[start]
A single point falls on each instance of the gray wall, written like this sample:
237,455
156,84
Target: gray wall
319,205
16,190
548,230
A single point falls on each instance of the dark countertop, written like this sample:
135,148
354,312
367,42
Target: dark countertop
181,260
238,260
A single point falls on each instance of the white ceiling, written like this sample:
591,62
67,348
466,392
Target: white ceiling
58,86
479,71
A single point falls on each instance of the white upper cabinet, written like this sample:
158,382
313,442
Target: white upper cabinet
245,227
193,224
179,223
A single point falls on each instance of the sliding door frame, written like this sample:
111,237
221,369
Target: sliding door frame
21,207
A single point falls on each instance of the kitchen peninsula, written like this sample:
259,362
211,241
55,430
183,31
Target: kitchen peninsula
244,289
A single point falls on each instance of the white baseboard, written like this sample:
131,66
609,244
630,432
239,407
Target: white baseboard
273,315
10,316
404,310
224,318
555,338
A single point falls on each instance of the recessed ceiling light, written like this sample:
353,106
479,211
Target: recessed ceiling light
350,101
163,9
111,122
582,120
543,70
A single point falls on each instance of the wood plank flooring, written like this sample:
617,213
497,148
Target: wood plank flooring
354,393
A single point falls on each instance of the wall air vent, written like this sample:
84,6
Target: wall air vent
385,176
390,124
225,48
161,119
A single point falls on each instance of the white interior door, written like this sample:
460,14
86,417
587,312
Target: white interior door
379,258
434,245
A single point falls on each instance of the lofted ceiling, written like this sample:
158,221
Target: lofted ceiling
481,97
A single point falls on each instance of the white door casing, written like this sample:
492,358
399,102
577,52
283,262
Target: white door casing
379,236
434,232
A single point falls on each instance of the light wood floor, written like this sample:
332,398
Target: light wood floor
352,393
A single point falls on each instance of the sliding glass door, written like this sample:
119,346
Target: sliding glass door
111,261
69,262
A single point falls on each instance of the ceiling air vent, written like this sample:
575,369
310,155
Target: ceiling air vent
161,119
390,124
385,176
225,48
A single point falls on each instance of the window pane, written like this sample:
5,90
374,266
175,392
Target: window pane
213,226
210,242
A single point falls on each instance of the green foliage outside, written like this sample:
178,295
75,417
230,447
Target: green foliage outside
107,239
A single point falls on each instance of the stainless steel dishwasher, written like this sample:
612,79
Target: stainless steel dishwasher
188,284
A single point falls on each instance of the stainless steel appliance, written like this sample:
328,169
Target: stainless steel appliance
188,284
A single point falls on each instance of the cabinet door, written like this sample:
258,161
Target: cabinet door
[end]
> _REQUIREMENTS_
Reproduce the entries above in full, verbatim.

> _WRITTEN REPLY_
A single point falls on each instance of the gray wall, written like this sample:
237,455
156,84
Target: gray wall
319,205
16,190
548,230
A single point falls on each instance of the dark countertop, written like this sample:
135,148
354,312
367,42
Target: dark countertop
181,260
238,260
A single point falls on each instance of the white ceiling, written like this sample:
591,62
67,348
466,392
Target: white ceiling
58,86
479,71
A single point falls on each instance of the white upper cabinet, written like this sample:
158,382
313,442
Target: white upper cabinet
245,227
193,224
179,223
A single point falls on each instance of the sliding door frame, written like this sample:
111,237
221,369
Target: sliding door frame
21,207
A single point falls on each instance of the kitchen peninsula, written like this sample:
259,362
211,241
55,430
183,31
Target: kitchen peninsula
244,289
A single point falls on each instance of the white baseboard, written like this sample:
131,66
609,244
630,432
239,407
Target: white baseboard
273,315
10,316
404,310
224,318
555,338
A single point falls on each instance of the recessed ceiling light, written like this sample:
353,106
479,211
Target: recessed ceiling light
350,101
163,9
111,122
582,120
543,70
A single point falls on each instance of the wood plank flooring, written like this sample:
617,213
497,148
Target: wood plank flooring
354,393
A single point falls on each instance of the wall air vent, written like this sample:
84,6
Target: wall air vent
385,176
390,124
225,48
161,119
A single point falls on each instance of the white interior door, written like this sample:
460,14
86,417
587,312
Target: white interior door
379,258
434,245
A single point falls on each instance of the lofted ceiling, written like this sample:
158,221
Target: lofted ceiling
481,97
A single point falls on each instance of the white door casing, written like this sample:
492,358
399,102
577,52
283,262
Target: white door casing
379,236
434,232
A single point falls on each instance of the light wood floor, written like this sample:
332,398
Target: light wood floor
352,393
A single point falls on each instance of the sliding glass door, written like this sample:
119,346
Target: sliding glass door
111,261
69,262
A single point falls on each instance of the ceiling air vent, written like this sample:
575,369
310,155
Target: ceiling air vent
161,119
390,124
385,176
225,48
A single point falls on each instance of the window pane, written like this sample:
5,90
374,266
175,392
Target: window pane
213,226
210,242
A single point falls on each instance of the green foliage outside, written like this sample:
178,295
75,417
230,447
Target: green foliage outside
107,239
A single point falls on each instance of the stainless steel dishwasher, written like this sample:
612,79
Target: stainless steel dishwasher
188,284
A single point falls on each instance of the stainless steel appliance, written like this sample:
328,169
Target: stainless steel appliance
188,284
A single point falls on each instance of the cabinet door, written like this sample:
258,161
Target: cabinet door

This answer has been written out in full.